*** Given information ***

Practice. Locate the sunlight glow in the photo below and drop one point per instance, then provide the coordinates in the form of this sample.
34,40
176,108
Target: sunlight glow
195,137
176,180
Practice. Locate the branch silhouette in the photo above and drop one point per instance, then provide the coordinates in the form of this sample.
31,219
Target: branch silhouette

*** End of Given information ***

◆ **Work required**
Repeat every entry exactly, please.

◆ **Written reply**
Practice. Locate the sunlight glow in the photo below and drop one point per instance, then provide the coordinates in the form of this sample.
34,40
176,108
Target: sunlight glow
195,137
176,180
Practice. Locate the branch silhouette in the photo above and drop one point per instance, then provide the coordinates in the form of this sample.
31,219
Target: branch silhouette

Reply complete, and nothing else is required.